_WHAT IS REQUIRED_. Retype the lines below exactly as they appear.
>> begin
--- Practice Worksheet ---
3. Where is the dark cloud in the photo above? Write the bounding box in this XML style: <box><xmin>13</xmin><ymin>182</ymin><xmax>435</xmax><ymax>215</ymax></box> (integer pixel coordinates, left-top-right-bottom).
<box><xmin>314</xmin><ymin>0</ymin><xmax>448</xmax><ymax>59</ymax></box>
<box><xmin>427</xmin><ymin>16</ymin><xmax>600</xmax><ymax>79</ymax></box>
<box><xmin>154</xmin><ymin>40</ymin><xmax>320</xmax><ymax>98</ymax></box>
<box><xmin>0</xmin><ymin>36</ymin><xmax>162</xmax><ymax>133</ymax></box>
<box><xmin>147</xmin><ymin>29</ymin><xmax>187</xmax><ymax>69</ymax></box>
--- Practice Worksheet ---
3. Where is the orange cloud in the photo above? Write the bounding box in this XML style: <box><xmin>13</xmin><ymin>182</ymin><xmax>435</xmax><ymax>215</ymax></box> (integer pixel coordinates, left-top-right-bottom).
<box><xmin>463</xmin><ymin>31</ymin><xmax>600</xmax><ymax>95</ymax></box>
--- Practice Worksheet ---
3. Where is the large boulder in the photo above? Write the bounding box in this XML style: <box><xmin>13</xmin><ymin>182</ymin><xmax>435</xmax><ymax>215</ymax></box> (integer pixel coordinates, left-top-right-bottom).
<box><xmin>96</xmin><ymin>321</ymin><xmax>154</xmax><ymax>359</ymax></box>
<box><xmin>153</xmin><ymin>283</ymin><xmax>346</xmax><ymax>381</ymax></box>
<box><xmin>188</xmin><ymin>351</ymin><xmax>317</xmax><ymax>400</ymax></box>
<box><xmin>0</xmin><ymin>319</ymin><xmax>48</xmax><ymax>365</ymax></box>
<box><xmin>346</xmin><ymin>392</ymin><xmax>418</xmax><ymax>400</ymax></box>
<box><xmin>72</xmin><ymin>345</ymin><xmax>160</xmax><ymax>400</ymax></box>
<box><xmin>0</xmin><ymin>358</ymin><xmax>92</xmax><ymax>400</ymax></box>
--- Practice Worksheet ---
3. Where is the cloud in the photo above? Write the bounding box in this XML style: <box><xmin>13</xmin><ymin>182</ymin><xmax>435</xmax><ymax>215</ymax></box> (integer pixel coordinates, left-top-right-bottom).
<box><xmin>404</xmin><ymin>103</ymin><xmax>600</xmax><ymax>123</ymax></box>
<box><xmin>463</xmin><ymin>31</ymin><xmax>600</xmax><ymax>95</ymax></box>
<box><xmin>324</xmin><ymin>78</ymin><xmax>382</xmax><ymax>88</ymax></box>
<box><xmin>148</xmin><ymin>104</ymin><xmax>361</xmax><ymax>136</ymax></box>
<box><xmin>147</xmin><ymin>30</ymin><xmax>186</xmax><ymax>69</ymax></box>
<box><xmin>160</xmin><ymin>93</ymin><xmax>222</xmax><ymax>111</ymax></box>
>> end
_SOLUTION TO THE PROBLEM_.
--- Practice Worksheet ---
3. Where is the dark cloud in the photo above? Write the bounding box in this XML style: <box><xmin>13</xmin><ymin>182</ymin><xmax>435</xmax><ymax>215</ymax></box> (integer pixel coordinates, left-top-right-bottom).
<box><xmin>314</xmin><ymin>0</ymin><xmax>448</xmax><ymax>59</ymax></box>
<box><xmin>427</xmin><ymin>16</ymin><xmax>600</xmax><ymax>79</ymax></box>
<box><xmin>154</xmin><ymin>40</ymin><xmax>320</xmax><ymax>98</ymax></box>
<box><xmin>0</xmin><ymin>36</ymin><xmax>162</xmax><ymax>133</ymax></box>
<box><xmin>147</xmin><ymin>29</ymin><xmax>187</xmax><ymax>69</ymax></box>
--- Practice Worksheet ---
3. Where is the orange cloud in the photo above? Write the bounding box in this XML style: <box><xmin>13</xmin><ymin>182</ymin><xmax>435</xmax><ymax>215</ymax></box> (integer pixel coordinates, left-top-right-bottom).
<box><xmin>463</xmin><ymin>31</ymin><xmax>600</xmax><ymax>95</ymax></box>
--- Practice Worksheet ---
3. Where is the large boulder in the photo above? Write the bounding box in this XML style: <box><xmin>13</xmin><ymin>182</ymin><xmax>435</xmax><ymax>215</ymax></box> (integer pixel coordinates, left-top-right-bottom).
<box><xmin>96</xmin><ymin>321</ymin><xmax>154</xmax><ymax>359</ymax></box>
<box><xmin>153</xmin><ymin>283</ymin><xmax>346</xmax><ymax>381</ymax></box>
<box><xmin>188</xmin><ymin>351</ymin><xmax>317</xmax><ymax>400</ymax></box>
<box><xmin>0</xmin><ymin>319</ymin><xmax>48</xmax><ymax>365</ymax></box>
<box><xmin>346</xmin><ymin>392</ymin><xmax>418</xmax><ymax>400</ymax></box>
<box><xmin>72</xmin><ymin>345</ymin><xmax>160</xmax><ymax>400</ymax></box>
<box><xmin>0</xmin><ymin>358</ymin><xmax>92</xmax><ymax>400</ymax></box>
--- Practice Worksheet ---
3. Where is the cloud in the photo above? Write the bounding box in this XML style: <box><xmin>13</xmin><ymin>182</ymin><xmax>435</xmax><ymax>215</ymax></box> (integer pixel coordinates, left-top-right-bottom).
<box><xmin>404</xmin><ymin>103</ymin><xmax>600</xmax><ymax>123</ymax></box>
<box><xmin>463</xmin><ymin>31</ymin><xmax>600</xmax><ymax>95</ymax></box>
<box><xmin>324</xmin><ymin>78</ymin><xmax>382</xmax><ymax>88</ymax></box>
<box><xmin>148</xmin><ymin>104</ymin><xmax>361</xmax><ymax>136</ymax></box>
<box><xmin>147</xmin><ymin>30</ymin><xmax>186</xmax><ymax>69</ymax></box>
<box><xmin>160</xmin><ymin>93</ymin><xmax>222</xmax><ymax>111</ymax></box>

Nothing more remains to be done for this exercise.